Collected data

......

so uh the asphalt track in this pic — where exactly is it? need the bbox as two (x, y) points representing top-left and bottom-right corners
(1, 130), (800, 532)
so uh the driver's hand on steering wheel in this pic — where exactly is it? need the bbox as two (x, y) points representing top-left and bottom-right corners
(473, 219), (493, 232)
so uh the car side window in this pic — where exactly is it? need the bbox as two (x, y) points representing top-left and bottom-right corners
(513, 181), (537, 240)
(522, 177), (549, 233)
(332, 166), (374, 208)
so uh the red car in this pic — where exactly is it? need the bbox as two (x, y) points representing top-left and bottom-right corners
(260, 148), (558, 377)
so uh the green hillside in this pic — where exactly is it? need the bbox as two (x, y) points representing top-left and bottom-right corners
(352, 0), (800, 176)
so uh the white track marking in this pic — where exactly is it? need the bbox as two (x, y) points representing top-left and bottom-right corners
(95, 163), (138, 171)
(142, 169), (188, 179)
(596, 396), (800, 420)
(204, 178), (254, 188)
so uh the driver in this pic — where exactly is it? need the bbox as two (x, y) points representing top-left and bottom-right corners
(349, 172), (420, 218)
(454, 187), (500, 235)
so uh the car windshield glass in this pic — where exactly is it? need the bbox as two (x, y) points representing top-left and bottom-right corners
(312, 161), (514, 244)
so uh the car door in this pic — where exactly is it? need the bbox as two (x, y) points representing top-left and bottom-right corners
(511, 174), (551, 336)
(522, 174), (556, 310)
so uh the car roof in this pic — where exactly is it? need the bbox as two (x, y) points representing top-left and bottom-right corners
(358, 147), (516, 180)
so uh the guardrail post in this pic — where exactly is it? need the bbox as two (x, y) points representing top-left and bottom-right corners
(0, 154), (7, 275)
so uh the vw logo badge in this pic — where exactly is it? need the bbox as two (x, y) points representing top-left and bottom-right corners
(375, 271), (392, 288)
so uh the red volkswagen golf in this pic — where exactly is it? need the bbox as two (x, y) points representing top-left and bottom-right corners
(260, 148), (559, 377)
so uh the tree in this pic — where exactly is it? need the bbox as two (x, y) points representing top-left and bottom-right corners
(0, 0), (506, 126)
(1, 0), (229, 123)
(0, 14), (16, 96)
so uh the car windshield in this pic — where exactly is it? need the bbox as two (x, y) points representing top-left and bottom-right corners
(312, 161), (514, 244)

......

Give back every entry, word for word.

so uh the asphalt track in this pic — where exactly is it? need the bbox as two (x, y) points representing top-left and bottom-right corners
(1, 130), (800, 532)
so uh the driver's hand on steering wheel in this pic — where exactly is it? need the bbox as two (x, y) points representing top-left and bottom-right corners
(473, 219), (493, 232)
so uh the car side window in this pic — where exactly is it? need the bbox as two (x, y) points representing top-left and bottom-right corners
(513, 181), (537, 240)
(522, 177), (549, 233)
(332, 166), (374, 208)
so uh the red car in this pic — where exactly is it? need the bbox as two (x, y) points representing top-left and bottom-right corners
(260, 148), (558, 377)
so uh the green hillside in this pic — where exactly is it? need the bbox as two (x, y) points representing top-left and bottom-right corners
(352, 0), (800, 176)
so uh the white track marking in this pic — where exactly is it? need the bbox as two (x, y) points representing top-left and bottom-right corners
(95, 163), (138, 171)
(142, 169), (188, 179)
(596, 396), (800, 420)
(204, 178), (254, 188)
so uh the driver in this pic — where exactly is it? need the bbox as two (x, y) points representing top-left and bottom-right corners
(349, 172), (420, 218)
(454, 187), (500, 235)
so uh the car windshield glass in this pic — where exactly is it? need the bbox as two (x, y) points representing top-left and bottom-right corners
(312, 161), (514, 244)
so uh the car door in this pic — where exactly is it? need the bbox as two (x, y) points representing top-left and bottom-right corners
(511, 174), (551, 336)
(522, 174), (556, 310)
so uh the car roof in this pic — where exactly is it? need the bbox as two (x, y) points representing top-left and bottom-right corners
(358, 147), (516, 180)
so uh the guardrail post in this pic — where exactly is it? need the bbox as two (x, y) points representing top-left and bottom-right corners
(0, 154), (7, 275)
so uh the vw logo badge in this pic — where exactly is it? need the bbox as two (x, y) points representing top-left and bottom-right corners
(375, 271), (392, 288)
so uh the red volkswagen golf in this pic — where exactly is it? need the bbox as two (x, y) points representing top-left and bottom-right corners
(260, 148), (559, 377)
so uh the tree in this pic — where exactly is it? need the bbox as two (x, y) points representing top-left and bottom-right corners
(0, 0), (506, 126)
(1, 0), (229, 123)
(0, 14), (16, 96)
so uh the car windshield in this pic — where exactly is it? need the bbox as two (x, y) points representing top-left and bottom-right corners
(312, 161), (514, 244)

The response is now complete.